### Exercise aim
Write the next part of the article about adult shoe brands entering the kids' market, starting right after its final sentence.

### Exercise text
= Beginning of Section =

Making Adult Brands Kid-Friendly

Adult shoemakers seeking new avenues for growth continue to set their sights on the kids’ market. This fall, Aerosoles and Cole Haan will bow their first youth collections, while Dansko and Born are jumping back into the category after brief hiatuses.

For many vendors, the motivation to enter the kids’ business is simple: additional revenue for a brand that has already won over parents, and the promise of new customers who regularly grow out of their footwear. And though smaller in volume, the children’s market has proven to be more immune to dips in the economy than the adult market.

Aerosoles is launching its new girls’ line in hopes of attracting moms who already have the brand’s fashion-comfort shoes in their own closets. “We are always looking for new and unique opportunities, and kids’ footwear seemed to be a natural fit for the Aerosoles brand and its DNA,” said Sandy Gabriele, SVP of First Cost, a division of the Edison, N.J.-based firm.

Many of the children’s shoes, she said, are inspired by popular Aerosoles styles for adults, and they incorporate similar comfort features. “As women shop, they will [discover] the same designs for the toddlers and girls in their lives that they have grown to love for themselves,” said Gabriele.

= End of Section =

### Listed entries
= Beginning of Section =

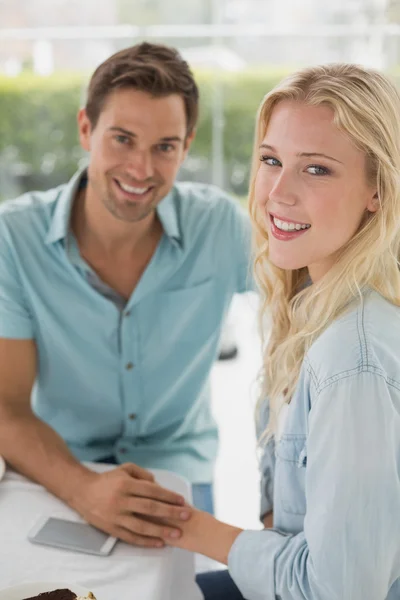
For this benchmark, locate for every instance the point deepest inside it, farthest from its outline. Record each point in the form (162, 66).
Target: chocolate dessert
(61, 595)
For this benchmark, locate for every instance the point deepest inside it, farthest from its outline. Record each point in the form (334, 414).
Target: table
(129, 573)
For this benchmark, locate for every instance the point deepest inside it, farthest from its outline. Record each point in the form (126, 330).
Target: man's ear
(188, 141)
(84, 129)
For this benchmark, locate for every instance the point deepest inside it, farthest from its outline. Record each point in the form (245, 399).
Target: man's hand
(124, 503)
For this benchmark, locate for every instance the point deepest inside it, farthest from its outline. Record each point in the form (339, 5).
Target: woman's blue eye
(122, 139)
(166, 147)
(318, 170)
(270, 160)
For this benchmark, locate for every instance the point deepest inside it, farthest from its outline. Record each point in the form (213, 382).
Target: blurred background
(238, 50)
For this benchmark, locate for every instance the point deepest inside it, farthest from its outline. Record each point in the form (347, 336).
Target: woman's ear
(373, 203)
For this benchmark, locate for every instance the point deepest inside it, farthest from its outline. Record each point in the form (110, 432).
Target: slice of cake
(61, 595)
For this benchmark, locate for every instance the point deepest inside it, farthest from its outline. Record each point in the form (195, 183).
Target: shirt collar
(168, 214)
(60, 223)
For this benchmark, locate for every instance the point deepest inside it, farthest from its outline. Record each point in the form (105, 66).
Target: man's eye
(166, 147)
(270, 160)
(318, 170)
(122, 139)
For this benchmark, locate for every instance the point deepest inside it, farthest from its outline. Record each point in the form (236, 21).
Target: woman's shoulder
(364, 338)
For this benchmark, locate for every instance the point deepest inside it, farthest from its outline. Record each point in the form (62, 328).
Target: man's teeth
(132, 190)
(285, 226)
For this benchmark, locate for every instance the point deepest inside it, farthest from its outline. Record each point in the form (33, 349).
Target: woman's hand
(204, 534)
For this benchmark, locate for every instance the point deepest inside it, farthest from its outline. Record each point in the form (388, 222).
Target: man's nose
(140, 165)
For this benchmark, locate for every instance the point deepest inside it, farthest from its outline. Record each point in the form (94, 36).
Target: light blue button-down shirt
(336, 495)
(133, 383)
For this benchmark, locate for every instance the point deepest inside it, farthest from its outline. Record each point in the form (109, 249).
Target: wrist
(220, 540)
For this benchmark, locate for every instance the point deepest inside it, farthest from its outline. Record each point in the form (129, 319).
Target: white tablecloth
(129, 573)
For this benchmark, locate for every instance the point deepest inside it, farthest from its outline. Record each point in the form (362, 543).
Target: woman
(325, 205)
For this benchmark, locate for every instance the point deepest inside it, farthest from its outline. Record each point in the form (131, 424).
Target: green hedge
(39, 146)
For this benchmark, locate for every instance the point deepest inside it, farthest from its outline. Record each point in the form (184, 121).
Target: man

= End of Section =
= Beginning of Section =

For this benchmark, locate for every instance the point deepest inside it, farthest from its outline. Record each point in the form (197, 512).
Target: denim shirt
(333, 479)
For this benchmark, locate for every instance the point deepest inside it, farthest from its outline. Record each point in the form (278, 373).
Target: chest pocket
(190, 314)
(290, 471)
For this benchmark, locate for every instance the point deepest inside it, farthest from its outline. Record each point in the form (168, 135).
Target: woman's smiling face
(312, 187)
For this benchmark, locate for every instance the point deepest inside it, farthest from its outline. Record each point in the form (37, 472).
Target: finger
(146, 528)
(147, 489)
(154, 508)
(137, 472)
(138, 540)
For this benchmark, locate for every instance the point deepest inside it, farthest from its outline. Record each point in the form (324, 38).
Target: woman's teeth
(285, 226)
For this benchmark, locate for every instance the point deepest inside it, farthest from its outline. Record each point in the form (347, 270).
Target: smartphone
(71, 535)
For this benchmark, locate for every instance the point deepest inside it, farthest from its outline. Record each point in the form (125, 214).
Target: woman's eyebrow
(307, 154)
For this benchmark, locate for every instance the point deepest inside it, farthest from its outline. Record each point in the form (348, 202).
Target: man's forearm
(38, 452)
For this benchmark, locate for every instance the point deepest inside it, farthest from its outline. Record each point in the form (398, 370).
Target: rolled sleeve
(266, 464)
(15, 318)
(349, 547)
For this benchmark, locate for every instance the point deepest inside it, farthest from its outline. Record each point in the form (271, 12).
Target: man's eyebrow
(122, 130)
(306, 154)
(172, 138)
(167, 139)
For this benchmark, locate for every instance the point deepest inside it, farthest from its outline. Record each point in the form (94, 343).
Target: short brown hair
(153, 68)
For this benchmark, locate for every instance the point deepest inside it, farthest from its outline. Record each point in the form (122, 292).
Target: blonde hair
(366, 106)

= End of Section =

### Written answer
Cole Haan’s decision to venture into kids’ is, in part, demonstrative of the ongoing push among adult brands to diversify their product offerings, according to Evan Cagner, president of Hicksville, N.Y.-based Synclaire Brands, Cole Haan’s licensee. “Brands want to be involved in as many different lines of business as they can, be it eyeglasses, footwear, belts or handbags,” said Cagner, whose company also holds the children’s footwear licenses for high-end labels such as Stuart Weitzman and Kors Michael Kors. “If you’re a footwear brand, or a fashion brand with a footwear component, then the children’s market is really the place to go.”

West Grove, Pa.-based Dansko is reintroducing its children’s line this fall after bringing its manufacturing back in-house. Playing to the company’s strengths, the line is focused on clog constructions, a niche that Dansko has helped create and define with its adult product.

“Being in the kids’ business was a natural and logical extension of our core expertise,” said Mandy Cabot, president and CEO. “We’ve done well with casual, active and outdoor clogs, as well as fashion-forward clogs. And in terms of kids’, those are areas where we can successfully expand.”

Still, despite the obvious growth opportunities the children’s business affords, success in the market requires careful footwork. With its unique fitting issues and price constraints, the category necessitates an entirely different approach — something not all adult firms understand.

“The requirements of children’s footwear are very challenging and demanding,” said Synclaire’s Cagner. “It [seems] easy for a women’s or men’s brand … to just make takedowns, but [those shoes] are not proportionally correct, or they don’t fit well, and they’re not what a child will actually wear.”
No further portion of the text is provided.